----- Extrait à lire

Au cours des réunions tripartites de Libreville et de Brazzaville de 2010, un certain nombre de décisions ont été prises. Les plus significatives sont, la fin de l’opération de rapatriement volontaire des réfugiés Congolais au Gabon au 31 décembre 2010 (date initiale), le réexamen du statut des réfugiés Congolais par le Gabon, si nécessaire avec l’aide du HCR à partir du 1er Janvier 2011 pour une durée de 3 à 6 mois, pendant la période de réexamen, le Gabon garantit qu’il n’y aura pas de situation de non statut, et la possibilité par le Gabon au terme de la période de réexamen de constater la cessation du statut pour les réfugiés et demandeurs d’asile Congolais établis au Gabon du fait des guerres civiles survenues au Congo entre 1997 et 1998 sans préjudice des droits des personnes dont la situation nécessite encore une protection internationale.

Dans le cadre du réexamen du statut des réfugiés Congolais de Brazzaville, le Gabon offre les options suivantes à savoir le rapatriement volontaire en République du Congo, la transformation de statut de réfugié et de demandeur d’asile en celui de migrant, la possibilité de naturalisation conformément aux dispositions pertinentes du code de la nationalité et la préservation des droits des personnes dont la situation nécessite encore une protection internationale. Au 10 Juin 2011, il y avait 38 cartes de séjour délivrées à Libreville. Le peu d’engouement des réfugiés pour l’obtention de la carte de séjour résulte du coût élevé de celle-ci. La plupart des réfugiés nous ont informé des difficultés qu’ils ont de réunir ces moyens en raison de leurs conditions de précarité. Beaucoup en effet ont des activités dans le secteur de l’informel et vivent au jour le jour.

Durant la période de réexamen du statut, qui s’achève le 31 juillet prochain, le gouvernement gabonais a demandé aux forces de sécurité, aux services de l’immigration et à tous les détenteurs de l’autorité de l’Etat, de considérer les documents délivrés aux réfugiés et demandeurs d’asile congolais en cours de validité ou pas, comme conférant le statut de réfugié ou de demandeur d’asile. Ces instructions sont-elles respectées ?

----------

Reprenez l'extrait sur le réexamen du statut des réfugiés congolais au Gabon et prolongez-le à partir de sa dernière phrase.

----- Données enregistrées

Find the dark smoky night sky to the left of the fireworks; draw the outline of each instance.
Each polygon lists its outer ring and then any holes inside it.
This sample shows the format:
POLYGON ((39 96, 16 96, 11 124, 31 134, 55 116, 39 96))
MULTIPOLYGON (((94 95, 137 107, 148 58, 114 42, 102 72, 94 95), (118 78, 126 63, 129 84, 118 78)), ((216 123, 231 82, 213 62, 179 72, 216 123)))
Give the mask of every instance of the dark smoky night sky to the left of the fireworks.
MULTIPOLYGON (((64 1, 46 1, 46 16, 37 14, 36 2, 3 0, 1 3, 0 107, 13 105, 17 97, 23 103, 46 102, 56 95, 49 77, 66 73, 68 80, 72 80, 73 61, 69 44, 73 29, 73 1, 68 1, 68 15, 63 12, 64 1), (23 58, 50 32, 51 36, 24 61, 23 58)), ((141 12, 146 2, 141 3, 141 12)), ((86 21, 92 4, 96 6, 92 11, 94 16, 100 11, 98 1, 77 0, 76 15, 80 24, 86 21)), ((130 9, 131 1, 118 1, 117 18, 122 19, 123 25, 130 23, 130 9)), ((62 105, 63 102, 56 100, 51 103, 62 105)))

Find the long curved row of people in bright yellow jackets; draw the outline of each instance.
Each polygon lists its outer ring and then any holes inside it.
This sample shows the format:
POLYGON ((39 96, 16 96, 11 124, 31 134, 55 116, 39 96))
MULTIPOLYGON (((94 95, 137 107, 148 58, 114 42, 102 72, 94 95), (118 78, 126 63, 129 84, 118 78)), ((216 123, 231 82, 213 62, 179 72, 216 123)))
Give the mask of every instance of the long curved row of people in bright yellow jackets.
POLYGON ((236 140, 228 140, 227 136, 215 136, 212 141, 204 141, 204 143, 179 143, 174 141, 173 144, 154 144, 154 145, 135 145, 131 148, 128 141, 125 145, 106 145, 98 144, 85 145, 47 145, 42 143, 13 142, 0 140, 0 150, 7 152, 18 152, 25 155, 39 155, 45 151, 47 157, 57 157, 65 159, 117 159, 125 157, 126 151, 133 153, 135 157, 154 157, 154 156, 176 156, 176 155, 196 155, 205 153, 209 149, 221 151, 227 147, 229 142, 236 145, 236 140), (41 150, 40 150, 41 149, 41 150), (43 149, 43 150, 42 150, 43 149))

----------

**Réponse**
Malgré les deux communiqués du gouvernement du 24 Janvier et du 9 Mai 2011 dont une partie recommande aux Forces de l’ordre de considérer comme valides les documents expirés, beaucoup de cas d’arrestations, de détentions arbitraires ont été rapportés à Mouila, à Franceville, à Libreville, à Moanda, à Ntoum, à Kango, à Mitzic. Nous avons organisé une mission à Ntoum et à Kango où nous avons constaté des cas d’arrestation. Beaucoup d’éléments des Forces de l’ordre avancent comme motif d’arrestation qu’il n’y a plus de réfugiés au Gabon. Ces cas d’arrestations et de violations de droits de l’homme nous préoccupent au plus haut point et nous travaillons avec les autorités pour mettre un terme à ces exactions car un réfugié arrêté arbitrairement c’est un cas de trop.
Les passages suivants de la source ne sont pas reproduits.